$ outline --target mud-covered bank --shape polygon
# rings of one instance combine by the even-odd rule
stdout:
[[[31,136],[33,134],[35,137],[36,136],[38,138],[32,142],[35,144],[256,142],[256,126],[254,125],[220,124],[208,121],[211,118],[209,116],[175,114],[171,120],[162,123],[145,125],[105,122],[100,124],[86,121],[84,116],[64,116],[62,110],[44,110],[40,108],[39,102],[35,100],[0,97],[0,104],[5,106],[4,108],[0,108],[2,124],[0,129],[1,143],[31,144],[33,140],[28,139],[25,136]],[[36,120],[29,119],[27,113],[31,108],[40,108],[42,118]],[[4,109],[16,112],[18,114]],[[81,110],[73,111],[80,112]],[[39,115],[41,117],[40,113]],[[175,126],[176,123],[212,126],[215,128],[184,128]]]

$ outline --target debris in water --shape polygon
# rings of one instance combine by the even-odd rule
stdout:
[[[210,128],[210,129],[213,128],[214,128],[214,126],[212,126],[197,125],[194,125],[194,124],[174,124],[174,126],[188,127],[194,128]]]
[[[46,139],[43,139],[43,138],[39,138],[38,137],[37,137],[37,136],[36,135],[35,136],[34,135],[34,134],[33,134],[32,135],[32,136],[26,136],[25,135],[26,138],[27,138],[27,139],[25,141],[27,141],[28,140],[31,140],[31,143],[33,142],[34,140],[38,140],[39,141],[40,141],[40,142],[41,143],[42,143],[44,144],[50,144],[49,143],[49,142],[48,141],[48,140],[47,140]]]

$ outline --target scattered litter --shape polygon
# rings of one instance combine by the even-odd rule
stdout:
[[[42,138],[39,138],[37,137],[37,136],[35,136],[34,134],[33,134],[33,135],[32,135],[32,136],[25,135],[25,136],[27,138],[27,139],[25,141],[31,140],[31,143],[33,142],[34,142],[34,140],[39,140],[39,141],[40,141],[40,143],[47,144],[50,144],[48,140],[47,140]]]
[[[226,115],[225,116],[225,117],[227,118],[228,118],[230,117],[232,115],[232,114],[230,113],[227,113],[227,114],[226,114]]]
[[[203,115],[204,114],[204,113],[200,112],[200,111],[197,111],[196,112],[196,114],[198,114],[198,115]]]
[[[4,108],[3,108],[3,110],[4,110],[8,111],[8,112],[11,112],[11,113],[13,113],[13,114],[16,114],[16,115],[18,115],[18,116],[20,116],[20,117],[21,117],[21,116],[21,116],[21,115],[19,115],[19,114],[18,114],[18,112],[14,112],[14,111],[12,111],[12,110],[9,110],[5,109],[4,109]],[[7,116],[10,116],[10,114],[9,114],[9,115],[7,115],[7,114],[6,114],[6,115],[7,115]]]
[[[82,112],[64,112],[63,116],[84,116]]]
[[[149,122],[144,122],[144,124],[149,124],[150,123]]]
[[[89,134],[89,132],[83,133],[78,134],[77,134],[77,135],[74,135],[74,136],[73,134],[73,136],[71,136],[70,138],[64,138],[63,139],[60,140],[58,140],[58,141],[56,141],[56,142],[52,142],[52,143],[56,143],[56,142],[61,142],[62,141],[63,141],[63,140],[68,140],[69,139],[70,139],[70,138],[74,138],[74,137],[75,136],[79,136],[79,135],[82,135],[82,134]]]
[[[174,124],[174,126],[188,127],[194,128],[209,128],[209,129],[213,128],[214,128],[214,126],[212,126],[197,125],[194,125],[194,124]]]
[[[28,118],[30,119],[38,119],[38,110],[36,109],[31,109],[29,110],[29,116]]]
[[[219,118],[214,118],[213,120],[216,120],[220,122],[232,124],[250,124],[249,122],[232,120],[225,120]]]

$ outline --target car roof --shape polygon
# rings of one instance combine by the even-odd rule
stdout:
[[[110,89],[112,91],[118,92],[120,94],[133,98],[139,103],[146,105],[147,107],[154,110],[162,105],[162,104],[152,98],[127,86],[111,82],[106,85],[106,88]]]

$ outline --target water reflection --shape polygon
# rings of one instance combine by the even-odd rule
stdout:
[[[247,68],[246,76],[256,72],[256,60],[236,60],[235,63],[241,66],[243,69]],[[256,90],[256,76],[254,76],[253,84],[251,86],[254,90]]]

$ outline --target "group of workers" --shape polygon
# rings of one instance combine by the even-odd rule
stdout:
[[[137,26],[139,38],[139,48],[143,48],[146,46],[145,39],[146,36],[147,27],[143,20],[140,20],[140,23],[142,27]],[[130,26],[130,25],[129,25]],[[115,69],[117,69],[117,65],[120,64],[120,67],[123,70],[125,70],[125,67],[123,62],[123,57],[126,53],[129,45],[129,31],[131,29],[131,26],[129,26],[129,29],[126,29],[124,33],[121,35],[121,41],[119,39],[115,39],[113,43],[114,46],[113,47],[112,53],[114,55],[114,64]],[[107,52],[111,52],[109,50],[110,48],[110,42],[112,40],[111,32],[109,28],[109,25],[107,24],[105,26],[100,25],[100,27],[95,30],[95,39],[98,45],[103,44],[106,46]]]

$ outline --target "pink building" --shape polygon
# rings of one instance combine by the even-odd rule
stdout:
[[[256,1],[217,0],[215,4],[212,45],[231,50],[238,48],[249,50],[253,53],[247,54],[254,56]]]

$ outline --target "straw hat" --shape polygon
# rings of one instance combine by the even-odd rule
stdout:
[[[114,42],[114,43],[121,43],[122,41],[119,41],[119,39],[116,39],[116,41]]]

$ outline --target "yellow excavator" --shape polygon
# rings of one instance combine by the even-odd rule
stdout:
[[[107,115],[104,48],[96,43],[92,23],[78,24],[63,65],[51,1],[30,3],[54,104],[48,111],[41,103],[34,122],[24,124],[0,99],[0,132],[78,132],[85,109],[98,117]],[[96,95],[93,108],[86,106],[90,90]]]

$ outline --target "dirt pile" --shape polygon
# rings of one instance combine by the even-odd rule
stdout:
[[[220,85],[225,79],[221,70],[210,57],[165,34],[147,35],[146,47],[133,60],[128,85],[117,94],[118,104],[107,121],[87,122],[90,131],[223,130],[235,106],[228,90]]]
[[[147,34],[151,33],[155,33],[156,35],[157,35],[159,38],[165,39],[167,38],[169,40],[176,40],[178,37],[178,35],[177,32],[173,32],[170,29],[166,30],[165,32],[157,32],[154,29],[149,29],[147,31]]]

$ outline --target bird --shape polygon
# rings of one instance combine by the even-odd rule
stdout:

==============================

To be done
Take the listing above and write it out again exactly.

Solution
$ outline --target mud-covered bank --shape polygon
# rings of one instance combine by the even-odd rule
stdout:
[[[31,136],[33,134],[35,137],[36,136],[38,138],[32,142],[35,144],[256,142],[256,126],[254,125],[220,124],[208,121],[211,118],[209,116],[175,114],[171,120],[162,123],[145,125],[105,122],[100,124],[86,121],[84,116],[64,116],[62,110],[44,110],[40,108],[39,102],[35,100],[0,97],[0,104],[5,106],[4,108],[0,108],[2,124],[0,129],[1,143],[31,144],[33,140],[28,139],[25,136]],[[36,120],[29,119],[27,113],[31,108],[40,108],[42,118]],[[4,109],[16,112],[18,114]],[[81,110],[73,111],[80,112]],[[39,115],[41,117],[40,113]],[[175,126],[176,123],[212,126],[215,128],[184,128]]]

$ outline --target debris in water --shape polygon
# rings of one instance combine by the even-odd rule
stdout:
[[[210,128],[210,129],[213,128],[214,128],[214,126],[212,126],[197,125],[194,125],[194,124],[174,124],[174,126],[188,127],[194,128]]]
[[[46,139],[43,139],[43,138],[39,138],[38,137],[37,137],[37,136],[36,135],[35,136],[34,135],[34,134],[33,134],[32,135],[32,136],[26,136],[25,135],[26,138],[27,138],[27,139],[25,141],[27,141],[28,140],[31,140],[31,143],[33,142],[34,140],[38,140],[39,141],[40,141],[40,142],[41,143],[42,143],[44,144],[50,144],[49,143],[49,142],[48,141],[48,140],[47,140]]]

$ outline --target scattered litter --shape polygon
# rings of one instance combine by the even-odd rule
stdout:
[[[42,138],[39,138],[37,137],[37,136],[35,136],[34,134],[33,134],[33,135],[32,135],[32,136],[25,135],[25,136],[27,138],[27,139],[25,141],[31,140],[31,143],[33,142],[34,142],[34,140],[39,140],[39,141],[40,141],[40,143],[47,144],[50,144],[48,140],[47,140]]]
[[[226,115],[225,116],[225,117],[227,118],[228,118],[230,117],[232,115],[232,114],[230,113],[227,113],[227,114],[226,114]]]
[[[203,115],[204,114],[204,113],[200,112],[200,111],[197,111],[196,112],[196,114],[198,114],[198,115]]]
[[[4,108],[3,108],[3,110],[4,110],[8,111],[8,112],[11,112],[11,113],[13,113],[13,114],[16,114],[16,115],[18,115],[18,116],[20,116],[20,117],[21,117],[21,116],[21,116],[21,115],[19,115],[19,114],[18,114],[18,112],[14,112],[14,111],[12,111],[12,110],[9,110],[5,109],[4,109]],[[7,116],[10,116],[10,114],[9,114],[9,115],[7,115],[7,114],[6,114],[6,115],[7,115]]]
[[[82,112],[64,112],[63,116],[84,116]]]
[[[149,122],[144,122],[144,124],[149,124],[150,123]]]
[[[89,134],[89,132],[83,133],[78,134],[77,134],[77,135],[74,135],[74,136],[73,134],[73,136],[71,136],[70,138],[64,138],[63,139],[60,140],[58,140],[58,141],[56,141],[56,142],[52,142],[52,143],[56,143],[56,142],[61,142],[62,141],[63,141],[63,140],[68,140],[69,139],[70,139],[70,138],[74,138],[74,137],[75,136],[79,136],[79,135],[82,135],[82,134]]]
[[[174,124],[174,126],[188,127],[194,128],[209,128],[209,129],[213,128],[214,128],[214,126],[212,126],[197,125],[194,125],[194,124]]]
[[[28,118],[30,119],[38,119],[38,110],[36,109],[31,109],[29,110],[29,116]]]
[[[219,118],[214,118],[213,120],[216,120],[220,122],[232,124],[250,124],[249,122],[232,120],[225,120]]]

$ outline --target car roof --shape polygon
# rings of one instance combine by the even-odd rule
stdout:
[[[110,89],[112,91],[118,92],[120,94],[133,98],[139,103],[146,105],[147,107],[154,110],[162,105],[162,104],[152,98],[127,86],[111,82],[106,85],[106,88]]]

$ outline --target water reflection --shape polygon
# rings of one instance combine by the even-odd rule
stdout:
[[[247,68],[246,76],[256,72],[256,60],[236,60],[235,63],[241,66],[243,69]],[[256,90],[256,76],[254,76],[253,84],[251,86],[254,90]]]

$ outline --target "group of workers" --shape polygon
# rings of one instance combine by the even-odd rule
stdout:
[[[137,26],[139,38],[139,48],[143,48],[146,46],[145,39],[146,36],[147,27],[143,20],[140,20],[140,23],[142,27]],[[130,26],[130,25],[129,25]],[[115,69],[117,69],[117,65],[120,64],[120,67],[123,70],[125,70],[125,67],[123,62],[123,57],[126,53],[129,45],[129,31],[131,29],[131,26],[129,26],[129,29],[126,29],[124,33],[121,35],[121,41],[119,39],[115,39],[113,43],[114,46],[113,47],[112,53],[114,55],[114,64]],[[107,52],[111,52],[109,50],[110,48],[110,42],[112,40],[111,32],[109,28],[109,25],[107,24],[105,26],[100,25],[100,27],[95,30],[95,39],[98,45],[103,44],[106,46]]]

$ outline --target "pink building" --shape polygon
# rings of one instance combine by the even-odd rule
stdout:
[[[256,1],[217,0],[215,4],[212,45],[231,50],[238,48],[249,50],[253,53],[247,54],[254,56]]]

$ outline --target "straw hat" --shape polygon
# rings of one instance combine by the even-odd rule
stdout:
[[[114,42],[114,43],[121,43],[122,41],[119,41],[119,39],[116,39],[116,41]]]

$ outline --target "yellow excavator" --shape polygon
# rings of one instance combine by the even-odd rule
stdout:
[[[107,115],[104,48],[96,43],[92,23],[78,24],[63,65],[51,1],[30,3],[54,104],[48,111],[41,103],[34,122],[24,124],[0,99],[0,132],[78,132],[85,109],[98,117]],[[96,95],[93,108],[86,106],[90,90]]]

$ outline --target "dirt pile" --shape polygon
# rings of one instance combine by the even-odd rule
stdout:
[[[220,85],[225,79],[221,70],[210,57],[165,34],[147,35],[146,47],[133,60],[128,85],[117,94],[118,104],[107,121],[87,122],[90,131],[223,130],[235,106],[228,90]]]
[[[147,34],[151,33],[155,33],[156,35],[157,35],[159,38],[165,39],[167,38],[169,40],[176,40],[178,37],[178,35],[177,32],[173,32],[170,29],[166,30],[165,32],[157,32],[154,29],[149,29],[147,31]]]

$ outline --target bird --shape polygon
# rings of one instance combine by the even-odd rule
stdout:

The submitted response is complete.